Given instruction: Extract every line of the items below that contains the string "ship".

───── Rows ─────

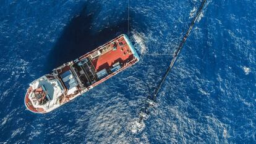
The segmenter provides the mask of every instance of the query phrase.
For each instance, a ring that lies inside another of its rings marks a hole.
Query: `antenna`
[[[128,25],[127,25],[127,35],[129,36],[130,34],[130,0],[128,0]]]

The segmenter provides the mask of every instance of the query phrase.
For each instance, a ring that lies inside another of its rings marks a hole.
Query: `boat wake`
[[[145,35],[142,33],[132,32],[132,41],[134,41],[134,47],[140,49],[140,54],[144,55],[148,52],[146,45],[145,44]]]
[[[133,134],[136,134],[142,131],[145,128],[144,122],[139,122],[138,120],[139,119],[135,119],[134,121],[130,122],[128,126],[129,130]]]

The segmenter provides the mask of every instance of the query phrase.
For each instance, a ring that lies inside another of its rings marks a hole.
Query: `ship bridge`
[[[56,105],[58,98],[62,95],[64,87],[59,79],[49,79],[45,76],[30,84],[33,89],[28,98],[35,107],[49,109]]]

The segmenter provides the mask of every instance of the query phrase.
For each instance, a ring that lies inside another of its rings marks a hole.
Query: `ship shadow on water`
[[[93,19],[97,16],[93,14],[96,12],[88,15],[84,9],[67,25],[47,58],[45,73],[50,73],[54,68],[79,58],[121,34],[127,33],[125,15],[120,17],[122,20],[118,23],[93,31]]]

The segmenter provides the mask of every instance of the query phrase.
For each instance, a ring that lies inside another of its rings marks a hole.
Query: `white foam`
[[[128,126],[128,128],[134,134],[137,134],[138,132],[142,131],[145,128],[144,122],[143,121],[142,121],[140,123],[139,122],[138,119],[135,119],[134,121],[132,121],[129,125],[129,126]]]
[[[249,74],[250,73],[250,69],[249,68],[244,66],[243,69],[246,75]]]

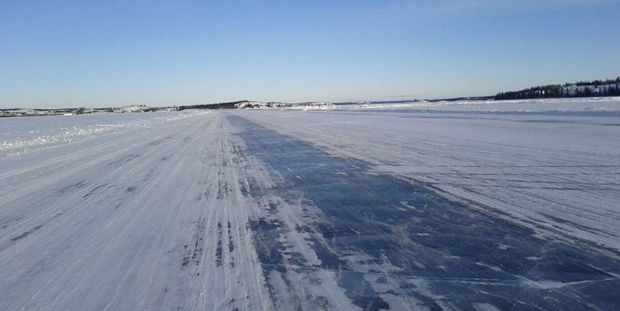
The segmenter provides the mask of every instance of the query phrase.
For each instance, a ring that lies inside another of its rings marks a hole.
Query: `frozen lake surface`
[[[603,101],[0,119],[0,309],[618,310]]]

─────
───── Rows ─────

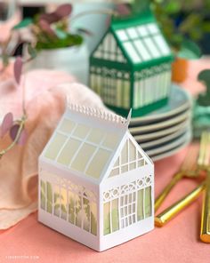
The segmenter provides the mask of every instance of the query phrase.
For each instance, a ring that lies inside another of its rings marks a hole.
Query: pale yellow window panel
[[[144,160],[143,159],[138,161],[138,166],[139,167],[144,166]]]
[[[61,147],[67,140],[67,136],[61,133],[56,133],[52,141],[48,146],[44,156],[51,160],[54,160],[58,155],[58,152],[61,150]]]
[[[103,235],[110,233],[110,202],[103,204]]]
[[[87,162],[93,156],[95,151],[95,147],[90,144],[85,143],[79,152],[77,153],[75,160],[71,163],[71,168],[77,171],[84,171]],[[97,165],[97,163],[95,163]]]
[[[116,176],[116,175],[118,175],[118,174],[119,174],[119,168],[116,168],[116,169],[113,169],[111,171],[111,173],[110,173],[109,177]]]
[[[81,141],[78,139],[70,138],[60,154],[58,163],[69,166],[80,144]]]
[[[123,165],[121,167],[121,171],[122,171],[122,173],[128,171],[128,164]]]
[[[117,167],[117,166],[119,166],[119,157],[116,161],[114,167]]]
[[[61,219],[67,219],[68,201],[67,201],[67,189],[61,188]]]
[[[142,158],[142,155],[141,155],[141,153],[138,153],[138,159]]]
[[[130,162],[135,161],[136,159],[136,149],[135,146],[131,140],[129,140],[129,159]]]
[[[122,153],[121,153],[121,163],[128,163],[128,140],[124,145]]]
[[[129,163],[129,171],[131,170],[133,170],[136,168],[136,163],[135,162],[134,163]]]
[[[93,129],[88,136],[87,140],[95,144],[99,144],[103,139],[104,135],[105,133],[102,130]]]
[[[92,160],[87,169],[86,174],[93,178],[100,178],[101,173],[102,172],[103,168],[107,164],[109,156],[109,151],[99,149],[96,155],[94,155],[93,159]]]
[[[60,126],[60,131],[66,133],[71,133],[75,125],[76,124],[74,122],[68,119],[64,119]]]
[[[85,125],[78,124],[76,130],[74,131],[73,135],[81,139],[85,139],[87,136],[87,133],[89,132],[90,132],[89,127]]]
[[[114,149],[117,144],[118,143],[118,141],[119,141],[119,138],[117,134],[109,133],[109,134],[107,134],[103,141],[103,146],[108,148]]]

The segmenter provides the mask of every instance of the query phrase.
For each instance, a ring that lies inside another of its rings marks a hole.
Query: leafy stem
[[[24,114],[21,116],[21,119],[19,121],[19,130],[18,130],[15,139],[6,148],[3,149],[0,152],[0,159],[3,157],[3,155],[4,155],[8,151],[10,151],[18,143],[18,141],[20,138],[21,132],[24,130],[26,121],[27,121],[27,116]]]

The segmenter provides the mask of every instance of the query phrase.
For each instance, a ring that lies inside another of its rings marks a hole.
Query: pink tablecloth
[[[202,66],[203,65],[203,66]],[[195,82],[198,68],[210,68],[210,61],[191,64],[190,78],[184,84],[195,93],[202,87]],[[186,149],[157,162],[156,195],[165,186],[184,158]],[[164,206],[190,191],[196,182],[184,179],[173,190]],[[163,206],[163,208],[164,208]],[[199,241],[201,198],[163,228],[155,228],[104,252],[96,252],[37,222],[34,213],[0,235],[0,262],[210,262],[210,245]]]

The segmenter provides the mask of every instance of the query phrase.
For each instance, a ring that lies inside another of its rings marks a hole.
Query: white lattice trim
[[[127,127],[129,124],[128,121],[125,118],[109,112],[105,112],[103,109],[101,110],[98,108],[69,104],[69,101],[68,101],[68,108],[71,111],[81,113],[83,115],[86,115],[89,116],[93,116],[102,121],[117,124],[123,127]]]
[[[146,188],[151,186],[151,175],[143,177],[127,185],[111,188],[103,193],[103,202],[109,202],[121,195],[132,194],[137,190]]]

─────
───── Rows ─────

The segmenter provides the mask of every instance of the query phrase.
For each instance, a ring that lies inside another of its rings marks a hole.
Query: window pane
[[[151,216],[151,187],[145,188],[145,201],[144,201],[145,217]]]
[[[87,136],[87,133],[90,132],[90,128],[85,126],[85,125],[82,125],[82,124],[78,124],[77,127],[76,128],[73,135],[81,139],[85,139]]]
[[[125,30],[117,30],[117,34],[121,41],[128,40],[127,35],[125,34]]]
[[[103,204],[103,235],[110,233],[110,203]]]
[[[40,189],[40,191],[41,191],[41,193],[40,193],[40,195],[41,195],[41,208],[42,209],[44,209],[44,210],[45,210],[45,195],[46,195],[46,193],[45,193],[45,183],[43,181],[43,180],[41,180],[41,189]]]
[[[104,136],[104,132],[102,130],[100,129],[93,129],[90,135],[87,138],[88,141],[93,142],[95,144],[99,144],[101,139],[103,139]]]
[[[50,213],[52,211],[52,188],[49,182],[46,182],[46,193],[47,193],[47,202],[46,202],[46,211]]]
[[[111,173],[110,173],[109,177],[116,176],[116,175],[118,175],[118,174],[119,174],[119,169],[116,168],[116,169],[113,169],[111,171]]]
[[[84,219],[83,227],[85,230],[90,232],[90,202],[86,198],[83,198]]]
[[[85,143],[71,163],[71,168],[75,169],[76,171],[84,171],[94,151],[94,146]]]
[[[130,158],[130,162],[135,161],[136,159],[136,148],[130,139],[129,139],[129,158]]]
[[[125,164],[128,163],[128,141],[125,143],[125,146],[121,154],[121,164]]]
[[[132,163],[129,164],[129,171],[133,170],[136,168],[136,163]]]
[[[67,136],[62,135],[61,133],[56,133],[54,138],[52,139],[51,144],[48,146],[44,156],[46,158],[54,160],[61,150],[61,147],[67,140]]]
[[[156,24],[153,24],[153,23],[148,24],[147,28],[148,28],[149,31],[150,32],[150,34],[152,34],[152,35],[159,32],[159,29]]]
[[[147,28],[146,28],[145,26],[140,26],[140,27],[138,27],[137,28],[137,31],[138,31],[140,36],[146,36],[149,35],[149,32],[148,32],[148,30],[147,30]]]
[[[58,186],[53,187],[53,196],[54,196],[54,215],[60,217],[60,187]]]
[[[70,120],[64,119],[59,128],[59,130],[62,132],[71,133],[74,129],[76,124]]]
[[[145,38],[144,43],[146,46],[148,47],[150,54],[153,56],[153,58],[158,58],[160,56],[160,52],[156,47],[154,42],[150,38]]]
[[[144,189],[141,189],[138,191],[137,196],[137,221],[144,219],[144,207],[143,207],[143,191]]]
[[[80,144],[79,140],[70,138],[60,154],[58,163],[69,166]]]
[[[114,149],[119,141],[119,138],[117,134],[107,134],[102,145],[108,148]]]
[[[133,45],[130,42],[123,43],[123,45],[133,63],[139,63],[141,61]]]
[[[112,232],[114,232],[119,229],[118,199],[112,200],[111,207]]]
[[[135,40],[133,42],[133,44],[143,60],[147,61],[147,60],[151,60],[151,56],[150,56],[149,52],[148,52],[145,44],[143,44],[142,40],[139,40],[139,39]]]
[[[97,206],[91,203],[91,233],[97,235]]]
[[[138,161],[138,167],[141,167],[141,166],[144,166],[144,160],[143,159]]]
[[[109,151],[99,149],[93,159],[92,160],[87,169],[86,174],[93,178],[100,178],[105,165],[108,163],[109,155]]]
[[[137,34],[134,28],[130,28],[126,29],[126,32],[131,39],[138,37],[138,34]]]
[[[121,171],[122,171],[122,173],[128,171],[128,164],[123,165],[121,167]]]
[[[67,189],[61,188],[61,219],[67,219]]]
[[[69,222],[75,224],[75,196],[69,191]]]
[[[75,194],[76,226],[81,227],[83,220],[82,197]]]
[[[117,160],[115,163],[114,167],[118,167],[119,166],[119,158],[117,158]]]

─────

Final answer:
Query: `ship bridge`
Query: `ship shadow on water`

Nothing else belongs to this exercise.